WHAT IS BEING ASKED: Every entry must be given again exactly.

SUPPLIED MATERIAL:
════════════════════

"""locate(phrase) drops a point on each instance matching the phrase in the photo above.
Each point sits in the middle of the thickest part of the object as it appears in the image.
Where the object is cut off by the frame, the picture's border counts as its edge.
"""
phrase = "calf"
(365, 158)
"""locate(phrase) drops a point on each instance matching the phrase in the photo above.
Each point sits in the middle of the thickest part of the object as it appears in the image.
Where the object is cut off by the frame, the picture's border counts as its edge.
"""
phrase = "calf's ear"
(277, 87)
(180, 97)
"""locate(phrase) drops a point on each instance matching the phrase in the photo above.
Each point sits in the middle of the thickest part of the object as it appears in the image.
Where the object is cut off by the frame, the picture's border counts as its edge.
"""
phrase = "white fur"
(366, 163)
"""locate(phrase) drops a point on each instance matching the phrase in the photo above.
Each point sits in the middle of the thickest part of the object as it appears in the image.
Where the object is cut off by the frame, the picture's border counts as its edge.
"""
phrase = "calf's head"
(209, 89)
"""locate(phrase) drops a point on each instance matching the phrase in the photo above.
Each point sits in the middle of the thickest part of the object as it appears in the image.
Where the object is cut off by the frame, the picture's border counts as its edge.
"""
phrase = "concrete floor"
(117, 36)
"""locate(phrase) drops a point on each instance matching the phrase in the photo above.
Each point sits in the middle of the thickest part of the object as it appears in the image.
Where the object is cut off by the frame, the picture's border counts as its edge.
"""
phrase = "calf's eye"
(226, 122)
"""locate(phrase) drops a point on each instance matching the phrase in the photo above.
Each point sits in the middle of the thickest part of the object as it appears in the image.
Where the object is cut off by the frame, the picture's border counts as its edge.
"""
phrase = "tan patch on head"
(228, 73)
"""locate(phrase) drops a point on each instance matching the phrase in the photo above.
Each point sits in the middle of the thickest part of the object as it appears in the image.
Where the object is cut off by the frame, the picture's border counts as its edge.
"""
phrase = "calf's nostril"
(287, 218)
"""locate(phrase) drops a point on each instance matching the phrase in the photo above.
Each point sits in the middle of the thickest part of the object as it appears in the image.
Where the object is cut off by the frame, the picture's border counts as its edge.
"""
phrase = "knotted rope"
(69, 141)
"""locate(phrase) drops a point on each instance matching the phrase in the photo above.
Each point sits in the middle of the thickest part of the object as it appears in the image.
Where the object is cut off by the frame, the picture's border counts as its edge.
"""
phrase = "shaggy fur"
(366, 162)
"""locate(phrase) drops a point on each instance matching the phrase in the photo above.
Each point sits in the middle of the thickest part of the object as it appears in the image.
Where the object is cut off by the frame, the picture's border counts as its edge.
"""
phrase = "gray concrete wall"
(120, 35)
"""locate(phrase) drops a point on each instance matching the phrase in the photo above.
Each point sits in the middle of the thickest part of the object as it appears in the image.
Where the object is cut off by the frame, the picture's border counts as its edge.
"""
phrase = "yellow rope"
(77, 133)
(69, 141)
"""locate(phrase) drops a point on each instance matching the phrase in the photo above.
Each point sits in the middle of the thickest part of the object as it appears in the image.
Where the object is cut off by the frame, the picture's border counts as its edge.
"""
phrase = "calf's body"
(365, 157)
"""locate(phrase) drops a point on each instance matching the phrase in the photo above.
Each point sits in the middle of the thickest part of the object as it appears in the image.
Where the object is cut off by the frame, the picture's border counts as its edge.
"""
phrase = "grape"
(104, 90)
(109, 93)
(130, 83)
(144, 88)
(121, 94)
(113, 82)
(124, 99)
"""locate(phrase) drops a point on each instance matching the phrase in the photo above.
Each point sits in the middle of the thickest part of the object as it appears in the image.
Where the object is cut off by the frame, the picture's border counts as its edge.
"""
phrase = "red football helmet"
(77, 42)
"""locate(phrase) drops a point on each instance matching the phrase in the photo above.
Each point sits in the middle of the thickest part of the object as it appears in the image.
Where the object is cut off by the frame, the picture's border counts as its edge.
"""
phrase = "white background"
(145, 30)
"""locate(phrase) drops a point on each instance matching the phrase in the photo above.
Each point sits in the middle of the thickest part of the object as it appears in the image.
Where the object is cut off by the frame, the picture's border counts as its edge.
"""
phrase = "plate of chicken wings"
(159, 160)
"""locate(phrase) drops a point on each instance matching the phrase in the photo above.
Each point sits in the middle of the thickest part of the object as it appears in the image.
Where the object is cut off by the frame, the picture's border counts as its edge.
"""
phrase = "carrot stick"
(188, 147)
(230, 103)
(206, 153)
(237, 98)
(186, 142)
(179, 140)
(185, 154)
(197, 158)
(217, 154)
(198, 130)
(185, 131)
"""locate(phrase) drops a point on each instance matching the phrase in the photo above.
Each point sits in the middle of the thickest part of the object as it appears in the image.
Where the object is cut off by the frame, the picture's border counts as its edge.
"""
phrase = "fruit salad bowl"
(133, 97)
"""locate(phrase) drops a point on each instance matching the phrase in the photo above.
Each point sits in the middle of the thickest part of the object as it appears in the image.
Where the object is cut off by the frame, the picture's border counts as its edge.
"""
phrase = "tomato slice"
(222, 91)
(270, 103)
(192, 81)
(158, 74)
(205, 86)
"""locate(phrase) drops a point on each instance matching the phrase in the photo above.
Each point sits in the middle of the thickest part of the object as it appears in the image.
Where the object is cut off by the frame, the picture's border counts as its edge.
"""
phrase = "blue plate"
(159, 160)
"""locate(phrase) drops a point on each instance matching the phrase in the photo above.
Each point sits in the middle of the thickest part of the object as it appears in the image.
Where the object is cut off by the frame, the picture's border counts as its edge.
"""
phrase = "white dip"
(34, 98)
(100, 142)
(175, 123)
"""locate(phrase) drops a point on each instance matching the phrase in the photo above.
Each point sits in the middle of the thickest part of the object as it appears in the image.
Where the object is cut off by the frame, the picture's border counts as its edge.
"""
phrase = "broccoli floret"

════════════════════

COMPLETED TASK:
"""locate(phrase) drops a point on each instance matching the phrase in the photo above.
Each point sits in the middle of the thickest part of the object as it appears in the image.
Where the object is cut off by the frame, the picture's border counts as its edge.
"""
phrase = "calf"
(365, 158)
"""locate(phrase) drops a point on each instance matching the phrase in the photo above.
Each point sits in the middle of the thickest part of the object as it appears in the image.
Where the object is cut off by the frame, the picture's border counts as its edge.
"""
phrase = "calf's ear"
(277, 87)
(180, 97)
"""locate(phrase) drops a point on each instance matching the phrase in the photo above.
Each point sits in the middle of the thickest part of the object as it appears in the image.
Where the object is cut off by the frame, the picture's border counts as its edge.
"""
phrase = "white fur"
(366, 163)
"""locate(phrase) drops a point on each instance matching the phrase in the photo above.
Each point sits in the middle of the thickest part of the object as it appears in the image.
Where the object is cut off by the frame, the picture's border counts as its edge.
"""
phrase = "calf's head"
(209, 89)
"""locate(phrase) drops a point on each instance matching the phrase in the photo above.
Each point sits in the middle of the thickest part of the object as it appears in the image.
Where the object is cut off by the frame, the picture's border counts as its edge.
"""
phrase = "concrete floor"
(117, 36)
"""locate(phrase) drops a point on each instance matching the phrase in the photo above.
Each point sits in the middle of the thickest part of the object as it appears in the image.
Where the object is cut off by the frame, the picture's border counts as its edge.
"""
phrase = "calf's eye"
(226, 122)
"""locate(phrase) drops a point on each instance matching the phrase in the photo above.
Each point sits in the middle of the thickest part of the object as it appears in the image.
Where the object is cut off by the frame, the picture's border counts as its edge.
"""
phrase = "tan patch on head"
(228, 73)
"""locate(phrase) drops a point on each instance matching the phrase in the photo above.
Each point sits in the middle of the thickest part of the object as it appears in the image.
Where the object is cut off by the frame, the picture's border counts as its edge.
"""
phrase = "calf's nostril"
(287, 218)
"""locate(phrase) drops a point on each instance matching the phrase in the photo above.
Each point sits in the middle of the thickest part of the object as it appears in the image.
Where the object is cut off by the frame, the picture's border counts as its edge.
"""
phrase = "knotted rope"
(69, 141)
"""locate(phrase) drops a point on each instance matching the phrase in the photo above.
Each point sits in the middle of the thickest part of the object as it appears in the image.
Where the object is cut off by the frame, the picture's border counts as its edge.
"""
phrase = "shaggy fur"
(366, 162)
"""locate(phrase) drops a point on each instance matching the phrase in the photo above.
Each point sits in the middle of the thickest part of the object as it appears in the image.
Where the object is cut off by the frame, the picture's border counts as its edge.
"""
phrase = "gray concrete wall"
(120, 35)
"""locate(phrase) drops a point on each instance matching the phrase in the photo above.
Each point sits in the middle of the thickest part of the object as it appears in the image.
Where the object is cut off by the frame, the picture's border counts as its edge.
"""
phrase = "yellow rope"
(77, 133)
(69, 141)
"""locate(phrase) drops a point on each instance matching the phrase in the photo above.
Each point sits in the middle of the thickest part of the object as it appears in the image.
Where the object is cut off by the frame, the picture's border counts as its edge.
"""
phrase = "calf's body"
(365, 157)
"""locate(phrase) drops a point on each instance matching the phrase in the photo above.
Each point sits in the middle of the thickest part of the object as it appears in the image.
Where the object is cut off by the frame, the picture's border counts as its edge.
"""
phrase = "grape"
(104, 90)
(109, 93)
(130, 83)
(144, 88)
(121, 94)
(113, 82)
(124, 99)
"""locate(phrase) drops a point on each instance matching the phrase in the photo above.
Each point sits in the middle of the thickest part of the object as it appears in the image.
Where the object is cut off by the frame, the picture's border counts as its edge.
"""
phrase = "red football helmet"
(77, 42)
"""locate(phrase) drops a point on each instance matching the phrase in the photo above.
Each point sits in the middle of the thickest part of the object as it appears in the image.
Where the object is cut off by the frame, the picture's border counts as its edge.
"""
phrase = "white background"
(145, 30)
"""locate(phrase) drops a point on each instance matching the phrase in the photo above.
Each point sits in the middle of the thickest part of the object as it appears in the image.
Where the object is cut off by the frame, the picture's border counts as its edge.
"""
phrase = "plate of chicken wings"
(159, 160)
"""locate(phrase) drops a point on each instance matching the phrase in the photo above.
Each point sits in the middle of the thickest part of the object as it appears in the image.
Where the object is cut off by the frame, the picture's border counts as its edge.
"""
phrase = "carrot stick"
(188, 147)
(230, 103)
(206, 153)
(237, 98)
(186, 142)
(179, 140)
(185, 154)
(197, 158)
(217, 154)
(198, 130)
(185, 131)
"""locate(phrase) drops a point on each instance matching the phrase in the photo above.
Each point sits in the middle of the thickest part of the object as it appears in the image.
Where the object is cut off by the frame, the picture's border counts as its edge.
"""
phrase = "fruit salad bowl"
(133, 97)
"""locate(phrase) drops a point on each instance matching the phrase in the photo above.
Each point sits in the middle of the thickest part of the object as it appears in the image.
Where the object is cut off by the frame, the picture's border counts as its edge.
"""
phrase = "tomato slice"
(222, 91)
(270, 103)
(192, 81)
(158, 74)
(205, 86)
"""locate(phrase) drops a point on each instance matching the phrase in the photo above.
Each point sits in the middle of the thickest part of the object as it appears in the image.
Where the object is cut off by the frame, the picture's border counts as its edge.
"""
phrase = "blue plate"
(159, 160)
"""locate(phrase) drops a point on each instance matching the phrase in the photo above.
Each point sits in the middle of the thickest part of the object as it appears in the image.
Where the object is cut off by the frame, the picture's border counts as its edge.
"""
phrase = "white dip"
(34, 98)
(100, 142)
(175, 123)
"""locate(phrase) drops a point on each instance matching the phrase in the photo above.
Each point sits in the middle of the thickest part of the object as it appears in the image.
Where the object is cut off by the frame, the picture's border counts as its edge.
"""
phrase = "broccoli floret"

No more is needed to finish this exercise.